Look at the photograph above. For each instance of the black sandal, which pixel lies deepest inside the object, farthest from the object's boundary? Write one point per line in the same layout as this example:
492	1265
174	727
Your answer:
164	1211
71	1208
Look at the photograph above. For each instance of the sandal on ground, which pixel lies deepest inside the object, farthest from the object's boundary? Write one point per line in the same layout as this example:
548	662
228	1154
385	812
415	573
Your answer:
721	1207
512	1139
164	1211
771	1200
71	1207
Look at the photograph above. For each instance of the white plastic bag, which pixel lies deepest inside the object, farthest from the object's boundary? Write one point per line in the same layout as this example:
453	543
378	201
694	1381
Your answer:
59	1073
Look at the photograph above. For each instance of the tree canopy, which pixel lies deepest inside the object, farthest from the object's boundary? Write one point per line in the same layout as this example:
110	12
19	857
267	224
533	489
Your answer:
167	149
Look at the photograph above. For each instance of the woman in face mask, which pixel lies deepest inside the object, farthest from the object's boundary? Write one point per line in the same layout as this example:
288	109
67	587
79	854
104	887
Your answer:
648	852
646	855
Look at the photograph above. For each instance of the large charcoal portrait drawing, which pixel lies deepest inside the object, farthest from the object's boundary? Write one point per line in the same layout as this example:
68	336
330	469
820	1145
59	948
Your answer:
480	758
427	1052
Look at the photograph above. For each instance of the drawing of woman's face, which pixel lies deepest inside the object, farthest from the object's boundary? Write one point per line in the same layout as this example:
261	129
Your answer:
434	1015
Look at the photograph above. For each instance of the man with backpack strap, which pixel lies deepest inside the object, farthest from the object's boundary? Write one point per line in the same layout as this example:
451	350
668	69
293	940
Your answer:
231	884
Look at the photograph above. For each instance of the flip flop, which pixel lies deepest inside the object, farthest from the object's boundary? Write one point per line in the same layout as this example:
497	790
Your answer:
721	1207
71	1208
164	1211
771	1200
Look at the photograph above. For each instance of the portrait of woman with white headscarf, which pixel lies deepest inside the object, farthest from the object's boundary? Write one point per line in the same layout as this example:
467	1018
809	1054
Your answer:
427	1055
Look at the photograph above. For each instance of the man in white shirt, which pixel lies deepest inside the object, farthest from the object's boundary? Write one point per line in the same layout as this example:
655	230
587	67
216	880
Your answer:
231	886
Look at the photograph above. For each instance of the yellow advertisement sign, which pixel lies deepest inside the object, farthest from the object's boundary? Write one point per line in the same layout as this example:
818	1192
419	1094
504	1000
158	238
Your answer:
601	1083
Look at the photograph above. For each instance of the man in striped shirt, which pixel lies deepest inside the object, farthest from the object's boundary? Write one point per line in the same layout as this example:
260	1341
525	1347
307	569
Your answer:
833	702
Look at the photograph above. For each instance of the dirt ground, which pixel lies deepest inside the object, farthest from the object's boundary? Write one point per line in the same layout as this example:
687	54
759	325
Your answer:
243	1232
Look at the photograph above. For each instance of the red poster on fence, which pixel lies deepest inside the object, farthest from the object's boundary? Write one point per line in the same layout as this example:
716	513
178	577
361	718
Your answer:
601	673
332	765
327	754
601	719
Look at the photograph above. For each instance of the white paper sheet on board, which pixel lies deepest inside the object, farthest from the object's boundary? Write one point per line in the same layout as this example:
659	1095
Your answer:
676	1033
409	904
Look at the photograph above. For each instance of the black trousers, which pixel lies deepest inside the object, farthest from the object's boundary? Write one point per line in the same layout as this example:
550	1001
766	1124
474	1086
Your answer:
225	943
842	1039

**DIRECTIONS:**
Using the material above, restate each entry exactly as it stands.

**EXERCISE OUTPUT:**
Look at the photograph above. For each instance of the black sandal, which pixel lies deepest inside the object, farthest from the object's boundary? Write one point per line in the same layout as this example:
492	1265
174	727
Your answer:
164	1211
71	1208
Look at the photograph above. For each instance of the sandal on ground, which pixel lies deepest inside the object, farthest from the object's boundary? Write one point per line in the same layout as this example:
548	662
228	1154
385	812
415	573
Your answer:
721	1207
512	1139
164	1211
771	1200
71	1207
Look at the photograph above. For each instance of the white plastic bag, which pixel lies deepest inside the object, farthest from the object's boundary? Write one point per line in the same layout as this example:
453	543
378	201
694	1381
Your answer:
59	1073
Look at the photograph above. For each instance of the tree canopy, which pixel lies deepest inside the object, farthest from the object's boundary? Write one point per line in the same layout as this example:
110	12
19	857
267	224
533	489
Your answer:
167	149
Look at the photograph above. For each instance of the woman in face mask, which pixel lies deepest inside the object, farthest from the object's boundary? Write one point per line in the same layout as this example:
288	109
67	587
79	854
104	887
Your answer:
648	852
646	855
Look at the photograph above. For each instance of the large charcoal portrait drawing, which pixel lies deepest inside the object, farthest from the object's boundary? Write one point per line in the same layout as this example:
68	336
330	469
820	1145
59	948
Your answer:
480	758
427	1052
Look at the photograph above. For each instance of the drawing of woman's face, which pixel lies deepest inside the object, farthest from the object's boundary? Write one point per line in the same layout as this example:
261	129
Your answer:
434	1015
Look at the photograph above. For each instance of the man with backpack strap, which pixel lies deepest inside the object, farthest from the object's boundary? Write one point per line in the same layout as this example:
451	350
668	69
293	940
Your answer:
231	884
Look at the photograph above. For each instance of the flip flop, which pixel lies deepest inside the object, farthest from the object's boundary? Write one point per line in the same layout as this example:
497	790
Your answer:
721	1207
71	1208
164	1211
771	1200
Look at the photograph above. For each instance of the portrait of woman with white headscarf, which pixel lies deepest inside the object, farthest from the object's boundary? Write one point per line in the same layout as this example:
467	1018
809	1054
Your answer:
427	1055
Look at the photograph above. For each instance of the man in white shirt, which pixel lies deepest inside the object, farthest from the object's boundary? Write one point per line in the same layout as this example:
655	230
587	67
216	880
Your answer:
231	886
Look at the photograph above. For each instance of the yellow advertisement sign, which pixel lies deepest inside the object, farthest from the object's boundary? Write one point per line in the same layout as this example:
818	1192
419	1094
504	1000
158	238
Your answer:
601	1083
Look at the photograph above. For each instance of the man in striped shirt, which pixel lies deepest inside the object, farthest from the object's boundary? Write one point per line in the same layout as this example:
260	1341
525	1347
307	569
Your answer:
833	702
Look at the photograph above. For each instance of the dirt ground, which pixel lies deepest inside the object, farthest from the object's boundary? Write one point per line in the same layout as this example:
687	54
759	325
Your answer:
243	1232
Look at the photograph above. For each instance of the red poster on fence, which pixel lies deepest inside the object, farthest from the object's boundary? Write one point per line in the same layout as this example:
716	513
178	577
361	718
Your answer:
601	673
332	765
327	754
601	719
Look at the photograph above. For each instance of the white paper sheet on board, which pixel lies deepest inside the object, farthest from the object's boundary? Write one point per line in the same layout as this example:
659	1095
Your answer:
676	1033
409	904
Look at the photograph above. For each instance of the black trousers, which pixel lies deepest inside the object, farthest from the object's boundary? Write one point per line in the same layout as this example:
550	1001
766	1124
474	1086
Your answer:
225	943
842	1039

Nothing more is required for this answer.